--- SET TASK ---
Format the lines of the listing below as a numbered list, beginning at the line that contains "of the small" and continuing through the end of the listing. Leave out any blank lines.

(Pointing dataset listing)
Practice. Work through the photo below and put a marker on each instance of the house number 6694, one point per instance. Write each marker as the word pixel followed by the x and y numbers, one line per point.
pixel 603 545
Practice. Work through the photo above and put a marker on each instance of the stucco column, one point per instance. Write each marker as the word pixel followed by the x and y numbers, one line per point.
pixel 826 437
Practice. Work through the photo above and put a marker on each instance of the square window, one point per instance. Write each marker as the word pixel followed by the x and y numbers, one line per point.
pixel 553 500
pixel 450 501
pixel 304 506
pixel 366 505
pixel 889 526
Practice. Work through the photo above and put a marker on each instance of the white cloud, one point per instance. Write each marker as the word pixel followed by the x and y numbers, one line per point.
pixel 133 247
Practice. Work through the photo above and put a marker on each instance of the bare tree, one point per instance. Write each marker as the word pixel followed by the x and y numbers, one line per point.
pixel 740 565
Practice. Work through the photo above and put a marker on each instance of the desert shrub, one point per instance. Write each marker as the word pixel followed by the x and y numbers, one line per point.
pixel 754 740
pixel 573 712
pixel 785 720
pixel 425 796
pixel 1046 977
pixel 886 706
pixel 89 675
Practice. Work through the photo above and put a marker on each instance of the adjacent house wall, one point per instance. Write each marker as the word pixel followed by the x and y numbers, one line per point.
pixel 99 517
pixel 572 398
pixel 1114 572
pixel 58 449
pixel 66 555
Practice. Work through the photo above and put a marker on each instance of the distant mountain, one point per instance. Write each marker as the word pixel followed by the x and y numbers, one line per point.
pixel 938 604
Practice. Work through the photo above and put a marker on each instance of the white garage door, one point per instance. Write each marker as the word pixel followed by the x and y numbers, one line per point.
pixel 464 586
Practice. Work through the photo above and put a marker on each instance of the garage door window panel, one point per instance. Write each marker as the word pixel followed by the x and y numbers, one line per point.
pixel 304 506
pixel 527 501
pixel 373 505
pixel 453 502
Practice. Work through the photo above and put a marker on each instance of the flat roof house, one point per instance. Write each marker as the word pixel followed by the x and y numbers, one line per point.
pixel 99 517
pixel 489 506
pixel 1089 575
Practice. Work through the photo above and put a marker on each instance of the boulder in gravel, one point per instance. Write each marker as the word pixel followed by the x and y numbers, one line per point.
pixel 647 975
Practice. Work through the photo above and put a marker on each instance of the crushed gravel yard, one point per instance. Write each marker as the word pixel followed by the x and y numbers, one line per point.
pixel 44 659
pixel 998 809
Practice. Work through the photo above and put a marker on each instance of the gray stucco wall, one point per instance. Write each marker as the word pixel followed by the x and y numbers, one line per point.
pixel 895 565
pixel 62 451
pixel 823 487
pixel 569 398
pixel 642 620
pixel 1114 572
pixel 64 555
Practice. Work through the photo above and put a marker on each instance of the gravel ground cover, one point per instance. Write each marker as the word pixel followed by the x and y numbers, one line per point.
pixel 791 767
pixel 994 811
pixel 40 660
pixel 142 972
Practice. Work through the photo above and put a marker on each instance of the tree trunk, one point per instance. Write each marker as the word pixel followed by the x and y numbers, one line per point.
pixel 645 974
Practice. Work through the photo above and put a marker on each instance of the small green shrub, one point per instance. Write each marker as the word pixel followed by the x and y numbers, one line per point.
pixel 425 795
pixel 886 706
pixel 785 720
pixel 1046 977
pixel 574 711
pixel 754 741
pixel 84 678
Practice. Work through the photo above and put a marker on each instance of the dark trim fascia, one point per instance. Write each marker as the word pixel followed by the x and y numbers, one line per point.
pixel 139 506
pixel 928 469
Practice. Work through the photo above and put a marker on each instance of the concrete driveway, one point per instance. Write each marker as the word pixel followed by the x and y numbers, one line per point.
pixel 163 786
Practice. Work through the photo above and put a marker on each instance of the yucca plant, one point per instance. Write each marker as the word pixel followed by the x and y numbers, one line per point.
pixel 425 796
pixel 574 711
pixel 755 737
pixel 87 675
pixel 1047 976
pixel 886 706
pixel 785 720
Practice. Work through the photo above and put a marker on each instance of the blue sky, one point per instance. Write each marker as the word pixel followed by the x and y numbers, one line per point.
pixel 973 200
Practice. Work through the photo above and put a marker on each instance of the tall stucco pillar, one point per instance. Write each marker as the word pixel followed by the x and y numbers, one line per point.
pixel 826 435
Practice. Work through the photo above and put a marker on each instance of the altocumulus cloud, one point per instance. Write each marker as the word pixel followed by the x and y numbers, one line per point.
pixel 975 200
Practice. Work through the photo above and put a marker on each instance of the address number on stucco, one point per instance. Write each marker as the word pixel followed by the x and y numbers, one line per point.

--- THE REPLY ---
1. Practice. Work through the photo above and put a marker on each instance of the small green shrub, one point per instance. Write each marker as the word pixel followed by the x and y numbers, one line per point.
2. pixel 425 795
3. pixel 886 706
4. pixel 785 720
5. pixel 1046 977
6. pixel 574 711
7. pixel 754 741
8. pixel 84 678
9. Practice. Work through the photo above and put a marker on each instance of the dark trim fascia, one point per instance. Write each marker as the word pixel followed by the x and y numbers, one line per point.
10. pixel 139 506
11. pixel 928 469
12. Practice. Work through the photo above and put a marker on each instance of the concrete driveway, one point per instance. Write each marker as the word pixel followed by the x and y numbers, one line per point.
13. pixel 163 786
14. Practice. Work through the photo above and put a marker on each instance of the yucca plant, one point per instance. Write each marker as the word pixel followed by the x and y numbers, one line per point.
15. pixel 425 796
16. pixel 574 711
17. pixel 755 737
18. pixel 87 675
19. pixel 1047 976
20. pixel 886 706
21. pixel 785 720
22. Practice. Work through the photo above and put a marker on each instance of the blue sky, one point per instance. Write each marker as the word pixel followed by the x and y numbers, one line per point.
23. pixel 973 200
24. Practice. Work through the photo above and put a marker on each instance of the tall stucco pillar, one point per instance. Write each marker as the word pixel followed by the x and y numbers, one line per point.
25. pixel 826 435
26. Practice. Work through the photo above and put a marker on each instance of the altocumulus cloud, one point per instance. Write each marker as the word pixel followed by the x and y numbers, one line per point.
27. pixel 975 200
28. Practice. Work through the photo above and put a marker on each instance of the address number on stucco, one point per instance. Write each marker as the word pixel followed by the x and y numbers, one line per point.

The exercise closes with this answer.